- Задания
a) Какой грех, согласно отрывку о Чехове, стоит за неподлинным юродством?
b) Продолжите отрывок о Чехове после его последнего предложения.

Тончайшие движения истерзанной, изломанной, исстрадавшейся души открывает перед читателем Чехов — сродни юродству… Но что, как не саможаление, — этот порицаемый в аскетическом предании Православия грех, стоит за подобным не подлинным юродством, которое у святых всегда замешано на противоположном делании — на самоотречении? И забывать о том, что именно эта, вроде мягкая, юродствующая, укоризна таит в себе способность вдруг перерождаться в чудовищный диктат над окружающими, тоже ведь страждущими, зависимыми, любящими, и внезапно оборачиваться к ним лицом дикой ненависти и злобы — проступающими наружу нечеловеческими образинами поработивших человеческую душу демонов.

Неужто не гремело никогда для Чехова апостольское слово: «Или не знаете, что неправедные Царства Божия не наследуют? Не обманывайтесь: ни блудники, ни идолослужители, ни прелюбодеи, ни малакии, ни мужеложники, ни воры, ни лихоимцы, ни пьяницы, ни злоречивые, ни хищники — Царства Божия не наследуют»[21]?

Собранные записи данных
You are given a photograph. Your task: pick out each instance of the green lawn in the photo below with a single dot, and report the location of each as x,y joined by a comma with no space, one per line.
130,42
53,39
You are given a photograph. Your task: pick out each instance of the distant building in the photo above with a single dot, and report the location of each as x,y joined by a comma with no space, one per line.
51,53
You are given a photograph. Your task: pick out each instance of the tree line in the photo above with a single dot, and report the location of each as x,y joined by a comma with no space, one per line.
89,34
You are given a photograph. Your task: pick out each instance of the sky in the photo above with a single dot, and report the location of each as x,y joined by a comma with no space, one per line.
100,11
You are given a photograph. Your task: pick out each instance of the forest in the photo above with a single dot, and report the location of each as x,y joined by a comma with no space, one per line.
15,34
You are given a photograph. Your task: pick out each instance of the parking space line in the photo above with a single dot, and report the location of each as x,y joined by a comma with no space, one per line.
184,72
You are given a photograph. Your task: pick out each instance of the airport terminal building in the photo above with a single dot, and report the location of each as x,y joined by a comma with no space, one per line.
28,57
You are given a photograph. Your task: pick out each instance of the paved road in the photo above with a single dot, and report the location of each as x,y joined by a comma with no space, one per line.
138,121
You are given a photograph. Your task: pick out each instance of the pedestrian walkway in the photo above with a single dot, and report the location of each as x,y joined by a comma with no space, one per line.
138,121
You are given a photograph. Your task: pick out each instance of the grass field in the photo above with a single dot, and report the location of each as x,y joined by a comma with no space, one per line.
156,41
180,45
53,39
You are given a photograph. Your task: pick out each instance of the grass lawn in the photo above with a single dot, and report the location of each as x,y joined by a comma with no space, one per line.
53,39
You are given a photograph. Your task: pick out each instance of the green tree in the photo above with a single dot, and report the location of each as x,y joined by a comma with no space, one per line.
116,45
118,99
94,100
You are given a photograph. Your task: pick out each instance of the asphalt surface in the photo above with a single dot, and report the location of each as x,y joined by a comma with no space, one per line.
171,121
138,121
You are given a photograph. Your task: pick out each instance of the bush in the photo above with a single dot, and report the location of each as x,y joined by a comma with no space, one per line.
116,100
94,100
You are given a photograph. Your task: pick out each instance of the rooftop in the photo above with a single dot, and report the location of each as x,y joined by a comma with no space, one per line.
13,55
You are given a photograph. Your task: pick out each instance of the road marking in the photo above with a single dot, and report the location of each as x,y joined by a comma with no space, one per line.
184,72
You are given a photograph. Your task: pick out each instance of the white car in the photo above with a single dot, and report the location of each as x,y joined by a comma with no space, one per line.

- Ответы к заданиям
a) Саможаление.

b)
«Не льстите себе»! — громогласно и сурово предупреждение апостольское. А святой толкователь Посланий апостола Павла Феофан Затворник вторит: «Здесь Апостол разумеет некоторых, говоривших, как и ныне многие говорят: Бог человеколюбив и благ, Он не мстит за преступления, нам нечего бояться, Он никогда не накажет ни за какой грех. Посему и говорит: не льстите себе… Как ни нелепы такие мысли, однако ж все грешники всегда их держат. Враг уж так набивает им в голову. Только, когда, по милости Божией, начнут каяться, сознают, что были в обмане, и ясно увидят, что у Бога милость милостью, а правда правдою. Благ Он беспредельно; но и праведен не меньше. Потому страха Его да убоимся»[22].

Со всех сторон знал Чехов беду пьянства, сотни живых примеров перевидали его глаза, и в собственной семье тоже… И что же, — неужто Чехов для того рассказ писал, чтобы ему руки целовали за слово, сказанное в косвенный укор и спор апостолу? Или же он писал его ради правды о человеке — его немощи, его болезнях, о том, почему не наше дело — суды фарисейские и казни собратьев, впадших в разбойники[23], но не наше дело и умилительство над грехом, а наше дело — посильное его врачевание и помощь, как то делал Милосердный Самарянин, сострадание страждущему, но никак не оправдание греха, не закрывание на него глаз, за которое тонко, косвенно, но всё-таки пытается похвалить Чехова в угоду каким-то своим интересам и пристрастиям о. Александр Шмеман.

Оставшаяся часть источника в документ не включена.